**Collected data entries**
[Start of section]

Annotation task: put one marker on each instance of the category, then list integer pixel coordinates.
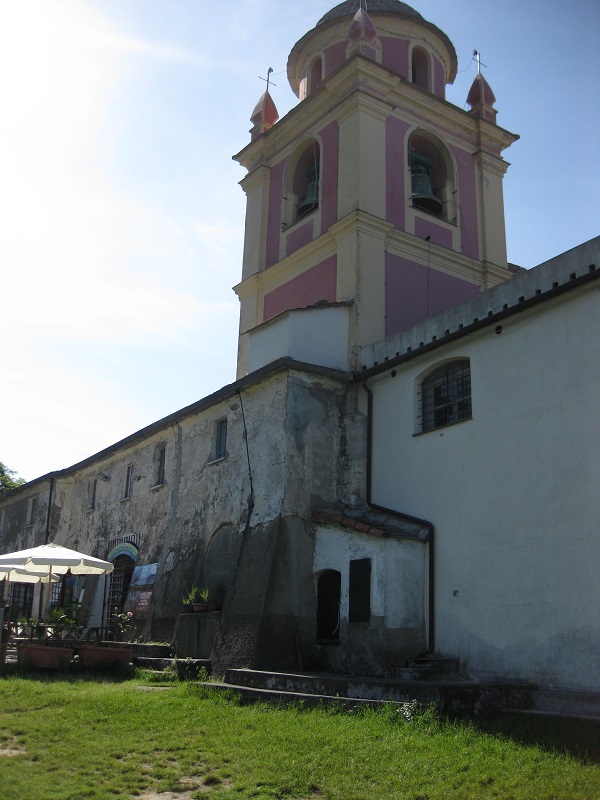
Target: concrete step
(150, 662)
(584, 705)
(450, 696)
(151, 650)
(253, 694)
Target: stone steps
(460, 697)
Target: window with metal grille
(160, 466)
(92, 488)
(128, 482)
(20, 599)
(221, 439)
(360, 590)
(446, 395)
(63, 592)
(32, 511)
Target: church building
(407, 462)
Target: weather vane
(268, 78)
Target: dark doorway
(120, 579)
(328, 607)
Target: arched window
(329, 585)
(432, 176)
(445, 395)
(301, 188)
(120, 578)
(420, 69)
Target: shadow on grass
(578, 738)
(73, 674)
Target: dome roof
(345, 12)
(349, 8)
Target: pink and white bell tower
(374, 191)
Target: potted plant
(197, 598)
(66, 623)
(215, 596)
(53, 647)
(109, 654)
(4, 637)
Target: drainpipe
(49, 512)
(48, 587)
(430, 538)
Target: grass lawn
(75, 738)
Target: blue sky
(123, 222)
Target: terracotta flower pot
(97, 655)
(44, 655)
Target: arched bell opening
(329, 585)
(315, 74)
(432, 176)
(420, 69)
(301, 185)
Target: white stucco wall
(397, 573)
(512, 492)
(312, 335)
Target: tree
(8, 479)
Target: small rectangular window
(221, 439)
(160, 466)
(92, 486)
(360, 590)
(32, 511)
(128, 482)
(446, 395)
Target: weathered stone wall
(243, 520)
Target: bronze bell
(422, 191)
(311, 199)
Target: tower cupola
(373, 204)
(407, 44)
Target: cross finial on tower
(268, 78)
(477, 59)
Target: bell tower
(373, 192)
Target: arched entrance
(124, 559)
(328, 607)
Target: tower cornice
(383, 93)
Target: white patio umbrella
(54, 559)
(19, 574)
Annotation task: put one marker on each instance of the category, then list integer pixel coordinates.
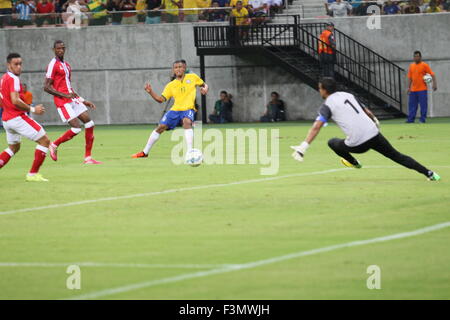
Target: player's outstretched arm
(48, 87)
(19, 103)
(299, 151)
(148, 88)
(204, 88)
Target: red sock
(89, 135)
(69, 134)
(39, 157)
(5, 156)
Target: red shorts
(24, 126)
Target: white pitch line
(111, 265)
(149, 194)
(250, 265)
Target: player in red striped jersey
(71, 107)
(16, 121)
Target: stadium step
(294, 48)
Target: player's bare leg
(9, 152)
(39, 157)
(154, 136)
(89, 136)
(188, 133)
(66, 136)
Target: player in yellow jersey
(184, 90)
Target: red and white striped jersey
(10, 83)
(60, 72)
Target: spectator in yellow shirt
(190, 15)
(5, 9)
(203, 4)
(172, 13)
(233, 3)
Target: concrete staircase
(304, 8)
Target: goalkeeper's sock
(151, 141)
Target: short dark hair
(180, 61)
(57, 42)
(329, 84)
(11, 56)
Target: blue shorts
(172, 118)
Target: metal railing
(386, 76)
(355, 62)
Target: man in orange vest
(417, 87)
(326, 51)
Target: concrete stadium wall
(400, 36)
(112, 63)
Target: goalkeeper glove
(377, 123)
(299, 151)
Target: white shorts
(71, 110)
(22, 126)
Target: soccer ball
(194, 157)
(427, 78)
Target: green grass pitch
(144, 240)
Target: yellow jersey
(170, 6)
(183, 91)
(188, 4)
(234, 2)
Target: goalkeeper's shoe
(35, 178)
(434, 177)
(297, 154)
(139, 155)
(351, 165)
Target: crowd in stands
(339, 8)
(223, 109)
(100, 12)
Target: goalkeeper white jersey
(349, 115)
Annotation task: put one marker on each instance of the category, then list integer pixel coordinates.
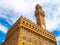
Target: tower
(39, 14)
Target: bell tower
(39, 14)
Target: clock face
(43, 26)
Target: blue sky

[End of section]

**WORK INSTRUCTIONS**
Could you set down, exactly as written, every line from the one with "Target: player's bare leg" to the end of the data, both ends included? Leave out the pictures.

**WRITTEN ANSWER**
Target: player's bare leg
(9, 152)
(39, 157)
(154, 136)
(89, 136)
(188, 133)
(66, 136)
Target: player in yellow jersey
(184, 90)
Target: red and white striped jersey
(10, 83)
(60, 72)
Target: spectator in yellow shirt
(190, 15)
(5, 9)
(203, 4)
(172, 13)
(233, 3)
Target: concrete staircase
(304, 8)
Target: goalkeeper's sock
(151, 141)
Target: short dark hair
(180, 61)
(57, 42)
(329, 84)
(11, 56)
Target: blue shorts
(172, 118)
Target: metal railing
(386, 76)
(355, 62)
Target: man in orange vest
(417, 87)
(326, 51)
Target: concrete stadium wall
(400, 36)
(112, 63)
Target: goalkeeper glove
(377, 123)
(299, 151)
Target: white shorts
(71, 110)
(22, 126)
Target: soccer ball
(194, 157)
(427, 78)
Target: green grass pitch
(144, 240)
Target: yellow jersey
(170, 6)
(183, 91)
(188, 4)
(234, 2)
Target: goalkeeper's shoe
(35, 178)
(434, 177)
(297, 154)
(139, 155)
(351, 165)
Target: crowd in stands
(339, 8)
(223, 109)
(100, 12)
Target: goalkeeper white jersey
(349, 115)
Annotation task: put one marker on each instance of the category, then list integer pixel coordinates.
Target: tower
(39, 14)
Target: bell tower
(39, 14)
Target: clock face
(43, 26)
Target: blue sky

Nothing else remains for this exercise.